= WORK TO DO =
Give back each line of the material below that contains the word "knife".
=== MATERIAL FOR THE TASK ===
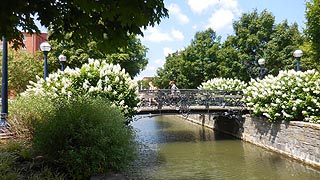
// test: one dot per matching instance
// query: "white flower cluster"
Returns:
(96, 78)
(225, 84)
(289, 96)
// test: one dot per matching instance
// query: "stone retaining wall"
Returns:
(298, 140)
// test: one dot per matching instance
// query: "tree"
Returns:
(131, 57)
(105, 22)
(252, 33)
(201, 58)
(193, 65)
(313, 28)
(278, 51)
(170, 71)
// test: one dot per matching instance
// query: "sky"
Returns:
(186, 17)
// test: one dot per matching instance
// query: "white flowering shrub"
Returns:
(289, 96)
(225, 84)
(92, 79)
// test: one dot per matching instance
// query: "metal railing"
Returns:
(186, 100)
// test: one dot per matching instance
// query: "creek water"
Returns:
(171, 148)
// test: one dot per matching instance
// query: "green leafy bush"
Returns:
(289, 96)
(25, 110)
(17, 162)
(22, 68)
(93, 79)
(224, 84)
(84, 136)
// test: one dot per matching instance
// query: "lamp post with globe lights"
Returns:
(298, 54)
(261, 62)
(45, 47)
(62, 59)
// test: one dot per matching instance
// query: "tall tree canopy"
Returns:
(313, 28)
(105, 22)
(255, 36)
(191, 66)
(131, 57)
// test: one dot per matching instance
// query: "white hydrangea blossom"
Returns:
(291, 95)
(95, 78)
(227, 84)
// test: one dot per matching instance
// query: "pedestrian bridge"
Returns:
(186, 101)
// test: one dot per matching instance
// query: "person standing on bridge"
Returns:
(152, 91)
(173, 86)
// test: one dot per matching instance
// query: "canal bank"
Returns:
(297, 140)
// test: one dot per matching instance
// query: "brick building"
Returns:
(32, 42)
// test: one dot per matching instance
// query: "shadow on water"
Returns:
(171, 148)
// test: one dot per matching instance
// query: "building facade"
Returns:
(32, 42)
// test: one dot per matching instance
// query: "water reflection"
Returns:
(174, 149)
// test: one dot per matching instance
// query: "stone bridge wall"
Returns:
(298, 140)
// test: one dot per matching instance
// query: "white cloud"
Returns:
(175, 11)
(167, 51)
(151, 68)
(177, 34)
(154, 35)
(199, 6)
(221, 19)
(159, 62)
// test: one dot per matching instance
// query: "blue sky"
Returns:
(190, 16)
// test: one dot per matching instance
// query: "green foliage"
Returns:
(131, 57)
(25, 110)
(93, 79)
(313, 28)
(193, 65)
(83, 137)
(289, 96)
(17, 163)
(105, 22)
(256, 36)
(22, 68)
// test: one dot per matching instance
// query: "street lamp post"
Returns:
(297, 54)
(62, 59)
(4, 88)
(261, 63)
(45, 47)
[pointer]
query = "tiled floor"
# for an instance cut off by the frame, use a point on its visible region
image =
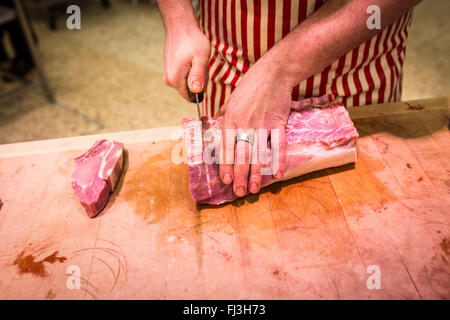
(107, 76)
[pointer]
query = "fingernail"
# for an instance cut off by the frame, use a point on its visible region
(196, 85)
(253, 188)
(227, 178)
(279, 175)
(240, 191)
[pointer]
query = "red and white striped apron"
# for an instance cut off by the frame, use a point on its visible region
(241, 31)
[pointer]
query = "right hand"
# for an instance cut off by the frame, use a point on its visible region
(186, 56)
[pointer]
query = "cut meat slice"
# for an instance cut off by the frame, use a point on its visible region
(319, 134)
(96, 174)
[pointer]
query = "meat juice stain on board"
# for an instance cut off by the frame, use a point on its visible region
(27, 264)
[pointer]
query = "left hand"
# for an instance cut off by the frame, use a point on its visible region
(262, 100)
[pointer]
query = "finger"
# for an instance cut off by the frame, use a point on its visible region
(278, 142)
(221, 111)
(198, 74)
(176, 78)
(241, 167)
(226, 158)
(257, 160)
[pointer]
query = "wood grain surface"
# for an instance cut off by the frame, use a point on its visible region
(313, 237)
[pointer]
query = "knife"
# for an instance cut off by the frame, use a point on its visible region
(196, 98)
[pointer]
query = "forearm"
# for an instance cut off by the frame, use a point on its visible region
(177, 14)
(335, 29)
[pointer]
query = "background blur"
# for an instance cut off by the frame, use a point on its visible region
(108, 75)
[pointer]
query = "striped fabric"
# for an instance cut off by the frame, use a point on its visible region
(241, 31)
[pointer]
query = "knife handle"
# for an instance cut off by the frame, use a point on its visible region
(192, 96)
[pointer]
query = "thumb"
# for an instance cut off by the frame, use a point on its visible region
(198, 74)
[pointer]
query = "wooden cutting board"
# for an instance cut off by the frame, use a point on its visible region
(318, 236)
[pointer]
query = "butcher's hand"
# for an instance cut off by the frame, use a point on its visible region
(186, 56)
(259, 106)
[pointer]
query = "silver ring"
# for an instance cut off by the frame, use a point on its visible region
(244, 136)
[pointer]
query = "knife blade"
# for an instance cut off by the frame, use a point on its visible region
(196, 98)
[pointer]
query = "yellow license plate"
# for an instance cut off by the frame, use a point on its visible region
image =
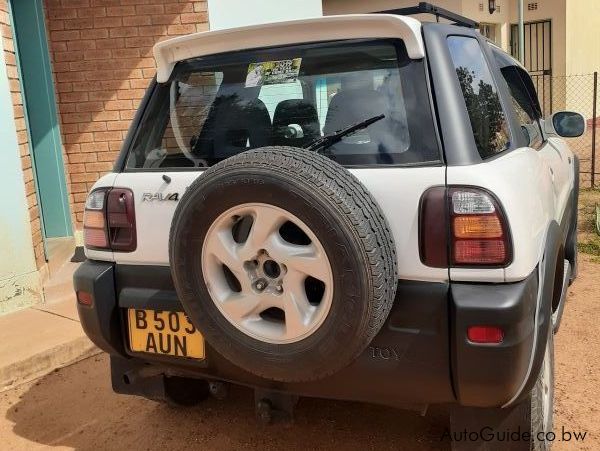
(163, 332)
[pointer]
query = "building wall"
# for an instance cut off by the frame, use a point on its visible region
(101, 52)
(19, 278)
(582, 42)
(16, 100)
(478, 10)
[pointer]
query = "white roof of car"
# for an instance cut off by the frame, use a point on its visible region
(329, 28)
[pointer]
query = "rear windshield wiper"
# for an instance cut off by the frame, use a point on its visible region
(326, 141)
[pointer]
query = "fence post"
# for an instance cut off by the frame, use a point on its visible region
(594, 129)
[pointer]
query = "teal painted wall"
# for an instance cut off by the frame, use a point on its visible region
(19, 279)
(40, 107)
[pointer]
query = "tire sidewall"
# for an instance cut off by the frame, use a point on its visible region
(339, 334)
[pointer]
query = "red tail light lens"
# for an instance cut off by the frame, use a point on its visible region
(109, 220)
(463, 226)
(121, 220)
(485, 334)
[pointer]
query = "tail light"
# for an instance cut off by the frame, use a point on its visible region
(463, 226)
(109, 220)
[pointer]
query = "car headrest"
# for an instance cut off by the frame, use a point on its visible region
(232, 124)
(350, 106)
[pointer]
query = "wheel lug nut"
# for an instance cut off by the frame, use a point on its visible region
(260, 285)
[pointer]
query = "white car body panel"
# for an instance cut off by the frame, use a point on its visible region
(532, 197)
(330, 28)
(532, 187)
(397, 190)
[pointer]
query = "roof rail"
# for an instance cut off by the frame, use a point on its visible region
(428, 8)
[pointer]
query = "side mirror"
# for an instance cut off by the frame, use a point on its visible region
(567, 124)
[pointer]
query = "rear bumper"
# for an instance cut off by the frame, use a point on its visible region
(420, 356)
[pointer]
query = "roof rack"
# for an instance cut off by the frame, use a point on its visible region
(428, 8)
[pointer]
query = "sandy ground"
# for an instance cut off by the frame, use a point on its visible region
(74, 408)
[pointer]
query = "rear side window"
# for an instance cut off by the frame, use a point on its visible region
(523, 98)
(481, 96)
(219, 106)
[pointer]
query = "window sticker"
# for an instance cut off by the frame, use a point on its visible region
(273, 72)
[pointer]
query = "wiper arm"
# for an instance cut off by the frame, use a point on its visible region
(326, 141)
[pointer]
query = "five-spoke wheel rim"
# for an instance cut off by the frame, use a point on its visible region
(267, 273)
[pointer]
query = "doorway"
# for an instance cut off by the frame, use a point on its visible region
(41, 114)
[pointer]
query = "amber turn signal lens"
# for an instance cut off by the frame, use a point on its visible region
(93, 219)
(95, 238)
(477, 227)
(479, 252)
(485, 334)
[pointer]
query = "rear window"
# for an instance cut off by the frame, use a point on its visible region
(219, 106)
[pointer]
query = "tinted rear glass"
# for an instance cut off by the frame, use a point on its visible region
(222, 105)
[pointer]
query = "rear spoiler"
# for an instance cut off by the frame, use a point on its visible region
(329, 28)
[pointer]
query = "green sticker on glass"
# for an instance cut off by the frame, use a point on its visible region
(273, 72)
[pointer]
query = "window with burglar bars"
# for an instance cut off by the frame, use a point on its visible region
(538, 57)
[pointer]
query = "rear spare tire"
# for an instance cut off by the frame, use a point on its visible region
(284, 262)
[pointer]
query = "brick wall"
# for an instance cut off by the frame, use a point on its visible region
(101, 53)
(17, 99)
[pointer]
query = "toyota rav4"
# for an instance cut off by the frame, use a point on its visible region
(357, 207)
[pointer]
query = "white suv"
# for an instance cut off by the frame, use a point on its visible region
(358, 207)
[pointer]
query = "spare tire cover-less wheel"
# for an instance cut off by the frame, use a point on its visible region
(284, 262)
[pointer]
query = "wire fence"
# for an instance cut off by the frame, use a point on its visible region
(575, 93)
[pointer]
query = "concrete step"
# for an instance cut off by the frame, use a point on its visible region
(60, 251)
(60, 284)
(38, 340)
===
= RESPONSE TO THE EXERCISE =
query = "knife"
query = "knife handle"
query = "knife blade"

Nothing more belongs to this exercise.